Printed Books Are Better Than Digital When Reading to Toddlers

Printed Books Are Better Than Digital When Reading to Toddlers

Reading is a fun and exciting activity that a parent and a toddler can do together / Photo by: Evgeny Atamanenko via 123RF

 

Reading is a fun and exciting activity that a parent and a toddler can do together. Parents enjoy reading to their children and seeing their entertaining reactions. Meanwhile, children enjoy reading because they discover new things and learn more.

Nowadays, there are two options to choose from when reading—printed books and digital ones. Both offer advantages and disadvantages in reading and learning. However, what do experts recommend as the best when it comes to toddlers?

 

Print vs. Digital

Researchers at the University of Michigan conducted a study to check the differences in parent-toddler interactions with printed books and electronic books. They asked 37 parents to read similar stories to their toddlers aged two to three years old using three different formats—a printed book, a basic electronic book on a tablet, and an enhanced electronic book with animation/sound effects.

____

### INSTRUCTIONS FOR THE TASK
Please write out the passage of the article on printed versus digital books for toddlers between "Print vs. Digital" and "with animation/sound effects.", inclusive.

____

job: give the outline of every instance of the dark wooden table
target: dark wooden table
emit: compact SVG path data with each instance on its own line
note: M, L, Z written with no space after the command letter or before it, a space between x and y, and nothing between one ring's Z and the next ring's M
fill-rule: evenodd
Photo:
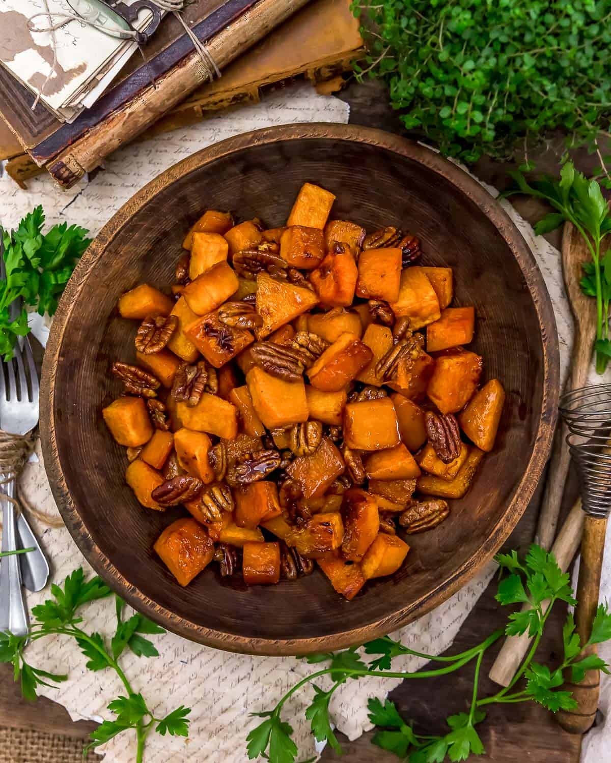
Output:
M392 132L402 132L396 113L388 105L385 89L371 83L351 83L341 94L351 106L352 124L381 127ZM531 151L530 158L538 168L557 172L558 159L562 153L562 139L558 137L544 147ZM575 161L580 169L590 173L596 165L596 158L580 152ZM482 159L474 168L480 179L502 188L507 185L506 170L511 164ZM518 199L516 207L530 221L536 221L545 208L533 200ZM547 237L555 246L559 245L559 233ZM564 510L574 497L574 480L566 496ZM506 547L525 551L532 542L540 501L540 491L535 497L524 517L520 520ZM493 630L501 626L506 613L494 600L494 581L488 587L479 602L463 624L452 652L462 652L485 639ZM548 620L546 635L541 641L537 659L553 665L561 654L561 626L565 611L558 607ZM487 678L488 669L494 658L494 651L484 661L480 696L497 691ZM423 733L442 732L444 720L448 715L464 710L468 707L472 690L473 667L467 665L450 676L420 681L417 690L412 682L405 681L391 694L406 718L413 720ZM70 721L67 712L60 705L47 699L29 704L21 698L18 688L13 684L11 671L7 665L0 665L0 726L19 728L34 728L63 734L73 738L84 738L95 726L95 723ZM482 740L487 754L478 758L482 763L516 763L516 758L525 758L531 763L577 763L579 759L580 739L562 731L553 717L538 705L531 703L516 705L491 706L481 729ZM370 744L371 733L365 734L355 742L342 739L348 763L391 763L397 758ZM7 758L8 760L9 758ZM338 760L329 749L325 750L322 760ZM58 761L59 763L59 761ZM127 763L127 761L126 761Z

____

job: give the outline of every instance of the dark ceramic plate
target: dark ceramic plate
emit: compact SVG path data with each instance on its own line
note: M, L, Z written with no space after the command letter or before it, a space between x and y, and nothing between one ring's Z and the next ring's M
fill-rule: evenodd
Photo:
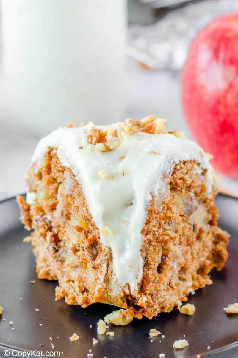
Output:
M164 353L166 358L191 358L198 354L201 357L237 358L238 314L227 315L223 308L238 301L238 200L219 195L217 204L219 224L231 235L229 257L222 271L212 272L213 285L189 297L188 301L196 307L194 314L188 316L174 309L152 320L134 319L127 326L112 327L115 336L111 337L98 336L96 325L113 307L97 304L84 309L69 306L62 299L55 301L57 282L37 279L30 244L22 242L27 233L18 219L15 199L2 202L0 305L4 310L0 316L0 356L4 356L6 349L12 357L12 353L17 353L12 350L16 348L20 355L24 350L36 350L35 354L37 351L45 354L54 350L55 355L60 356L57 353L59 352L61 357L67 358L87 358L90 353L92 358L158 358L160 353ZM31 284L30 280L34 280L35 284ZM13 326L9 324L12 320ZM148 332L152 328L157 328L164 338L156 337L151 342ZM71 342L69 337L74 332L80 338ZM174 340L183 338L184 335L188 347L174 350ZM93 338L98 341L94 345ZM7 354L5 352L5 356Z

____

### RESULT
Print vs. Digital

Researchers at the University of Michigan conducted a study to check the differences in parent-toddler interactions with printed books and electronic books. They asked 37 parents to read similar stories to their toddlers aged two to three years old using three different formats—a printed book, a basic electronic book on a tablet, and an enhanced electronic book with animation/sound effects.